━━ Extrait présenté ━━

Dans une décision en date du 12 janvier 2017, la Cour constitutionnelle, saisie d’une requête a confirmé et dénoncé des cas de « discrimination » qui s’opèrent à la grande chancellerie du Bénin. « Plusieurs décrets ont été pris pour élever dans l’Ordre national du Bénin des députés, des membres de la Cour constitutionnelle, du Conseil économique et social, de la haute Autorité de l’Audiovisuel et de la Communication, mais aucun décret n’a été encore pris en ce qui concerne les maires. Il s’agit là, manifestement, d’un traitement inégal qui porte atteinte à l’article 26 de la Constitution et je prie votre auguste juridiction de …sanctionner le fait », a fustigé entre autres, le requérant Justin SEGNON dans son adresse à la haute juridiction. Lire ci-après l’intégralité de la décision.
DECISION DCC 17-011 DU 12 JANVIER 2017
Date : 12 Janvier 2017
Requérant : Justin SEGNON
Contrôle de conformité
Loi ordinaire
Atteintes aux biens
Conflit de travail : (Discrimination dans l’application de la loi n°2002-17 du 07 février 2007 modifiant et complétant l’article 2 de la loi n°94-029 du 03 juin 1996 portant réorganisation de l’Ordre national du Bénin)
Loi fondamentale : (Application de l’article 26 de la Constitution)
Il y a discrimination
La Cour constitutionnelle,
Saisie d’une requête du 24 juin 2016 enregistrée à son secrétariat le 09 août 2016 sous le numéro 1355/103/REC, par laquelle Monsieur Justin SEGNON forme un recours pour discrimination dans l’application de la loi n°2002-17 du 07 février 2007 modifiant et complétant l’article 2 de la loi n°94-029 du 03 juin 1996 portant réorganisation de l’Ordre national du Bénin ;
VU la Constitution du 11 décembre 1990 ;
VU la loi n° 91-009 du 04 mars 1991 portant loi organique sur la Cour constitutionnelle modifiée par la loi du 31 mai 2001 ;
VU le règlement intérieur de la Cour constitutionnelle ;
Ensemble les pièces du dossier ;
Ouï Monsieur Zimé Yérima KORA-YAROU en son rapport ;
Après en avoir délibéré,
CONTENU DU RECOURS
Considérant que le requérant expose : « … Aux termes de cette loi, certaines personnalités, en raison de leur accession à une fonction politique donnée, sont élevées de plein droit dans l’Ordre national du Bénin à des grades divers. Parmi ces personnalités figurent les députés, les membres de la Cour constitutionnelle, du Conseil économique et social, de la Haute Autorité de l’Audiovisuel et de la Communication (HAAC) et les maires. Ces derniers sont éligibles au grade de chevalier de l’Ordre national du Bénin dès leur entrée en fonction » ;
Considérant qu’il poursuit : «Pour que la nomination soit effective, les personnes concernées doivent être nommément désignées dans un décret du Président de la République qui consacre leur nomination. Plusieurs décrets ont été pris pour élever dans l’Ordre national du Bénin des députés, des membres de la Cour constitutionnelle, du Conseil économique et social, de la haute Autorité de l’Audiovisuel et de la Communication, mais aucun décret n’a été encore pris en ce qui concerne les maires. Il s’agit là, manifestement, d’un traitement inégal qui porte atteinte à l’article 26 de la Constitution et je prie votre auguste juridiction de …sanctionner le fait » ;
Considérant qu’il joint à sa requête des copies de la loi n°2002-17 du 07 février 2007 modifiant et complétant l’article 2 de la loi n°94-029 du 03 juin 1996 portant réorganisation de l’Ordre national du Bénin et du décret n°2009-013 du 29 janvier 2009 portant nominations et promotions à titre exceptionnel et civil dans l’Ordre national du Bénin ;
INSTRUCTION DU RECOURS
Considérant qu’en réponse à la mesure d’instruction de la haute juridiction relative au recours formulé par Monsieur Justin SEGNON, le Secrétaire général du gouvernement, Monsieur Edouard OUIN-OURO, écrit : « … Dans son recours en inconstitutionnalité, contre cette situation, il soutient que : « plusieurs décrets ont été pris pour élever dans l’Ordre national du Bénin des députés, des membres de la Cour constitutionnelle, du Conseil économique et social, de la haute Autorité de l’Audiovisuel et de la Communication, mais aucun décret n’a été encore pris en ce qui concerne les maires ».

━━━
━━ Matériel fourni ━━

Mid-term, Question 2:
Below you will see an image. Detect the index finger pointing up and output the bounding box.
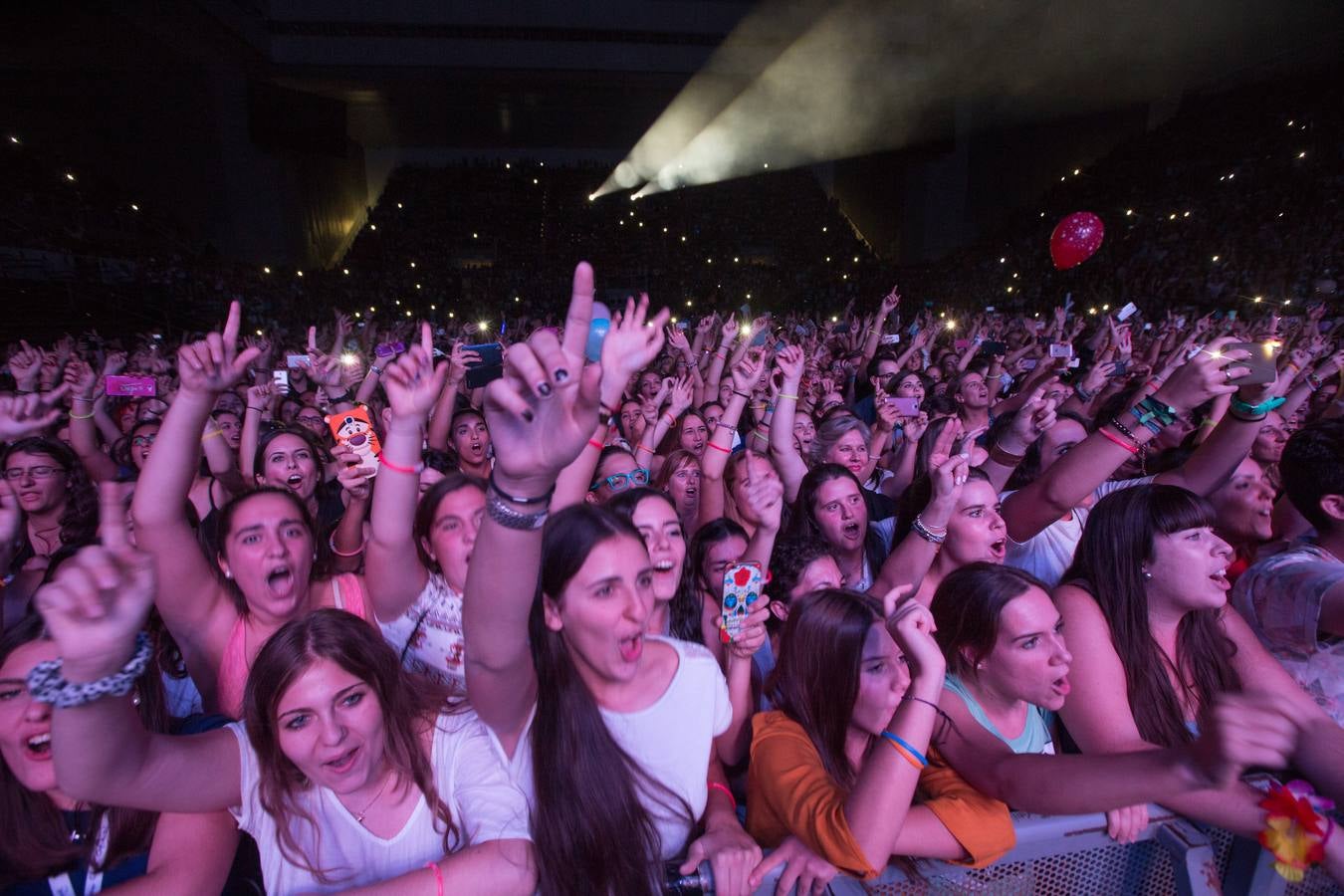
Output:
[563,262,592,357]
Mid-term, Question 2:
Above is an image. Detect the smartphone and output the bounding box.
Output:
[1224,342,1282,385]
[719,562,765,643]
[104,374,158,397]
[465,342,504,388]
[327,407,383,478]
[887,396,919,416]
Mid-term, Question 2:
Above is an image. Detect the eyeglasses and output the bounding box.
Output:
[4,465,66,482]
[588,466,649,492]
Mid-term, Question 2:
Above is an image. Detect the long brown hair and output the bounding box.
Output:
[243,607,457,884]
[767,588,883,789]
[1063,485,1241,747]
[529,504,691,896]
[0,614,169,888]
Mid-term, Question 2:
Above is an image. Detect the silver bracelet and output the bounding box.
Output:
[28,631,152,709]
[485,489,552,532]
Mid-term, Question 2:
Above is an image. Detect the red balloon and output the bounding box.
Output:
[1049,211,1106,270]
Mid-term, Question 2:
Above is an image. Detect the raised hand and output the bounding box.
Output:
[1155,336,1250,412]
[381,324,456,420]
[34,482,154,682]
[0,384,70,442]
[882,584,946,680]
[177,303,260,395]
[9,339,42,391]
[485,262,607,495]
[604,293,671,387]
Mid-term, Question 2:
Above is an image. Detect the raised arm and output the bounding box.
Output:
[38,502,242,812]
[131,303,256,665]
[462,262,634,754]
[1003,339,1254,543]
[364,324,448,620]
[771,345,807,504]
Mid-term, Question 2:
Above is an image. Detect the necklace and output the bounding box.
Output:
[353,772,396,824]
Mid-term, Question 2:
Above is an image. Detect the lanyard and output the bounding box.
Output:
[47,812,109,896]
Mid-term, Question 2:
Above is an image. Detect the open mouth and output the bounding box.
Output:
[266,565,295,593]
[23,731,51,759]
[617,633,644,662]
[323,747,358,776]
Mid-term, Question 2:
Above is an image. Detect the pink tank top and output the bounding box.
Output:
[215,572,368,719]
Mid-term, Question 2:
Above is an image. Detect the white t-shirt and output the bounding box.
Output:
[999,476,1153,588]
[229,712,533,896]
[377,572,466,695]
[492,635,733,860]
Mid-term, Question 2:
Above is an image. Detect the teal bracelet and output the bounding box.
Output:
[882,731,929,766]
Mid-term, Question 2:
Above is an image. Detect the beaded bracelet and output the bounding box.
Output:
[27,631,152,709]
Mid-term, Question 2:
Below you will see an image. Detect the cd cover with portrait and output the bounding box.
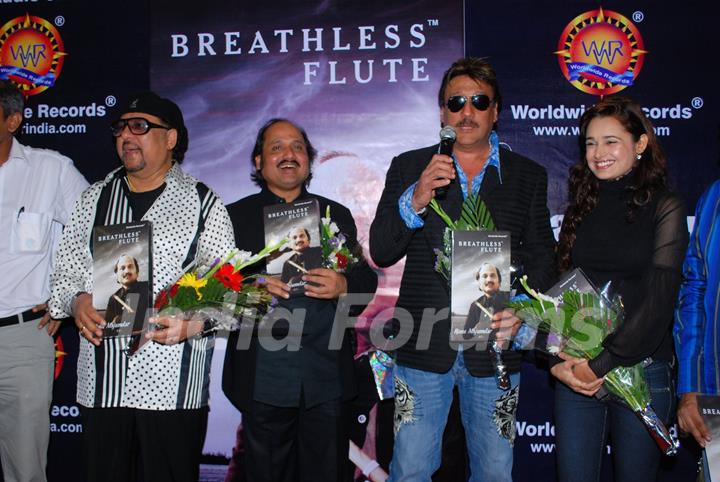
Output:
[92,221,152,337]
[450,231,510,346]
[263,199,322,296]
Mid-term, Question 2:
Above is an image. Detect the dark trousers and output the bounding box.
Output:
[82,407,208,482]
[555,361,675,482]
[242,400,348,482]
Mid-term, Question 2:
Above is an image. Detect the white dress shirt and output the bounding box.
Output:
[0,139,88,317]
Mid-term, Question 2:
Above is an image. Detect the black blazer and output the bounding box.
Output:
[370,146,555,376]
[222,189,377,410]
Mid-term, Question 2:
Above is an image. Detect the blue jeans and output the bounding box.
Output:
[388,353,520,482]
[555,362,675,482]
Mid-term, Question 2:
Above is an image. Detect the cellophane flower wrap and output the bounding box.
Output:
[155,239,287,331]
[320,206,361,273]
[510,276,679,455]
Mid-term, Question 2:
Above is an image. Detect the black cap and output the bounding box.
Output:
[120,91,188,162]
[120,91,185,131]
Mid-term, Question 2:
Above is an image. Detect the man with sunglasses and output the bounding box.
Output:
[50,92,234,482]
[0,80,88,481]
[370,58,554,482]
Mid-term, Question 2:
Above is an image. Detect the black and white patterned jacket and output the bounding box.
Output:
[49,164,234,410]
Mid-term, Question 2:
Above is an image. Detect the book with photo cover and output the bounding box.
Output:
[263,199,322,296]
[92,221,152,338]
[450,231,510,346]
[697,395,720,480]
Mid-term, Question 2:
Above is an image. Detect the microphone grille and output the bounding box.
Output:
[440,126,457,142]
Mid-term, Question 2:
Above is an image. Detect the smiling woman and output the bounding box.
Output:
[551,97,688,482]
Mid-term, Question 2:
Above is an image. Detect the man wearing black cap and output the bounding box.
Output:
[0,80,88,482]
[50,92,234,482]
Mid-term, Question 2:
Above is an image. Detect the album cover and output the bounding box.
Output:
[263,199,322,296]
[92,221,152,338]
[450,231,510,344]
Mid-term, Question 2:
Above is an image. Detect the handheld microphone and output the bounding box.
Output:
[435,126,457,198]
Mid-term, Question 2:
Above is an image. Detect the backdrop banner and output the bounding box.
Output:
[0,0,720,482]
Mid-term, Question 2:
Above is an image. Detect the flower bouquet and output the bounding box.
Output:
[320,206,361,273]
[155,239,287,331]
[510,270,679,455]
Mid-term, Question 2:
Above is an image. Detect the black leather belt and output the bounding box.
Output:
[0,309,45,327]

━━━

» **Consignes de l'exercice**:
1. D'après la décision de la Cour constitutionnelle, sous quel numéro la requête de Justin SEGNON a-t-elle été enregistrée au secrétariat ?
2. Poursuivez la rédaction de la décision de la Cour constitutionnelle à partir de sa dernière phrase affichée.
Les enregistrements sont tirés d'une autre source.

» **Réponses fournies**:
1. Sous le numéro 1355/103/REC.

2.
I- Sur le moyen tiré de la discrimination dans l’application de la loi n°2002-17 du 07 février 2007 modifiant et complétant l’article 2 de la loi n°94-029 du 03 juin 1996 portant réorganisation de l’Ordre national du Bénin
Que jusque-là des décrets n’ont été pris pour nommer les maires des communes au grade de chevalier de l’Ordre national du Bénin dès leur entrée en fonction est une situation d’inertie d’autant plus illégale qu’à cet égard, l’article 1er de la loi n°2002-17 du 07 février 2007 modifiant et complétant l’article 2 de la loi n°94-029 du 03 juin 1996 portant réorganisation de l’Ordre national du Bénin confère auxdits maires un droit inconditionnel.
Cependant, il ne saurait en résulter une discrimination, contrevenant à l’article 26 de la Constitution, que si les maires et les autres autorités politiques visées par la loi étaient dans des situations identiques. Ce qui n’est pas le cas. Or, l’égalité implique d’éviter de traiter » soit de manière différente des situations similaires, soit de manière identique des situations différentes’’.
Dans cette mesure, la discrimination alléguée n’en est pas une. Il n’y aurait discrimination que si certains maires avaient été nommés au grade de chevalier de l’Ordre national du Bénin dès leur entrée en fonction et que d’autres ne l’avaient pas été.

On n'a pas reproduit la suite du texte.